=== Given entries ===
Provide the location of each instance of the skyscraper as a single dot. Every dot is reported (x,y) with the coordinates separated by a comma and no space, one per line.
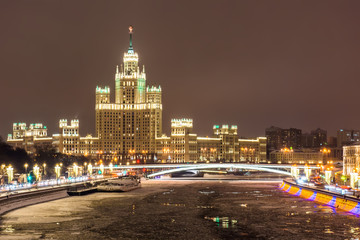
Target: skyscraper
(132,123)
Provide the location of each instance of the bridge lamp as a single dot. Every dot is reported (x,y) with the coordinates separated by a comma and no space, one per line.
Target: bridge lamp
(76,170)
(294,172)
(57,171)
(10,173)
(353,179)
(307,171)
(90,169)
(328,175)
(102,168)
(36,171)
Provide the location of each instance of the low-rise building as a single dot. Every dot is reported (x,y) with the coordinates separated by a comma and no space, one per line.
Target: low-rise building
(291,156)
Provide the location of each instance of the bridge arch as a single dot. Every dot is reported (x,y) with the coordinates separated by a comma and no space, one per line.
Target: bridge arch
(221,166)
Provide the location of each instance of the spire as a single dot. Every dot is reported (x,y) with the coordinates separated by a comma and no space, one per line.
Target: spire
(131,50)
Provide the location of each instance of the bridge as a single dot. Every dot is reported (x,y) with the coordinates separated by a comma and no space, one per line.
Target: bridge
(289,170)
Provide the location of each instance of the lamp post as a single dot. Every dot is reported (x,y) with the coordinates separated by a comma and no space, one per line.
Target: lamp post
(44,165)
(102,169)
(36,171)
(10,173)
(90,169)
(57,171)
(85,163)
(76,170)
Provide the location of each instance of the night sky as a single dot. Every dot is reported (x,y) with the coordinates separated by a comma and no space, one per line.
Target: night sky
(249,63)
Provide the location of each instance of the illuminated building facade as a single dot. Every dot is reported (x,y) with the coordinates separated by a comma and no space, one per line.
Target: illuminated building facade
(291,156)
(184,146)
(351,159)
(130,128)
(29,137)
(134,121)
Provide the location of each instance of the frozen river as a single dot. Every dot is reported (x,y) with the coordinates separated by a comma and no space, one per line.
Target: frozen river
(182,210)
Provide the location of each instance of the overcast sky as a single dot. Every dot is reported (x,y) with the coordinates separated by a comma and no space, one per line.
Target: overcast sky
(249,63)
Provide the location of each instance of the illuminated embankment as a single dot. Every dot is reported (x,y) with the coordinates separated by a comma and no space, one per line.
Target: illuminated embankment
(346,203)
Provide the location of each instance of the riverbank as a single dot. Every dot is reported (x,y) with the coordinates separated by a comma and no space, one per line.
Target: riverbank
(346,203)
(182,210)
===
What is required =>
Take the listing above and print it exactly, apart from the pictures.

Reply to the task =>
Provide the location of each instance of the skyscraper as a single dot. Every dot is reported (x,y) with the coordinates separated by a comma and no space, one per line.
Target: skyscraper
(132,123)
Provide the location of each instance of the bridge lamp as a single dot. Every dot is reported (x,y) with the coordinates separated by a comma and no space, one per line.
Target: bridge lamp
(76,170)
(294,172)
(57,171)
(10,173)
(353,179)
(307,171)
(90,169)
(328,175)
(102,168)
(36,171)
Provide the location of each instance of the low-rise building as a single dot. Every dot is reported (x,y) with the coordinates separated by a comma and no space, one per line.
Target: low-rise building
(291,156)
Provide the location of each instance of the bridge arch as a single dot. Every dot is reported (x,y) with the coordinates separated by a comma and no space, one per line.
Target: bridge arch
(221,166)
Provide the location of each instance of the spire as a single dot. Every dot is reported (x,y) with the coordinates separated by a comma and no space, one per line.
Target: spire
(131,50)
Provide the location of each instance of the bridge as a single dot. Every dot is reported (x,y) with the coordinates separated by a comma and no space, one per line.
Target: bridge
(289,170)
Provide the location of each instance of the lamp post as a single dot. Every dot is reported (x,y) with the coordinates separated by a comma and no space, one per line.
Target: lamp post
(44,165)
(102,169)
(36,171)
(10,173)
(90,169)
(57,171)
(85,163)
(76,170)
Provide the location of each instance of the night sky as a single dot. Every dot is reported (x,y) with the coordinates separated by a comma and no space, one per line.
Target: night sky
(249,63)
Provide the location of each instance of the illuminated building facade as a single dot. Every dot is reported (x,y) with the coordinates separated by a comma and no space, one per line.
Target: illuminated building facade
(291,156)
(184,146)
(351,159)
(130,128)
(29,137)
(134,121)
Provide the location of each instance of the frozen river as a single dot. Every dot is reported (x,y) with the coordinates separated by a comma and no space, one per line.
Target: frozen river
(182,210)
Provide the location of each instance of the overcast sky as a single dot. Every dot is reported (x,y) with the coordinates separated by a comma and no space, one per line.
Target: overcast sky
(249,63)
Provide the location of each instance of the illuminated embankment as a single dot. Every dot is reported (x,y) with the coordinates separated by a comma and no space, one per line.
Target: illuminated embankment
(346,203)
Provide the location of each instance of the riverbank as a single dot. Every dot is reported (x,y) with the coordinates separated by a comma and no space, one per line.
Target: riverbank
(346,203)
(182,210)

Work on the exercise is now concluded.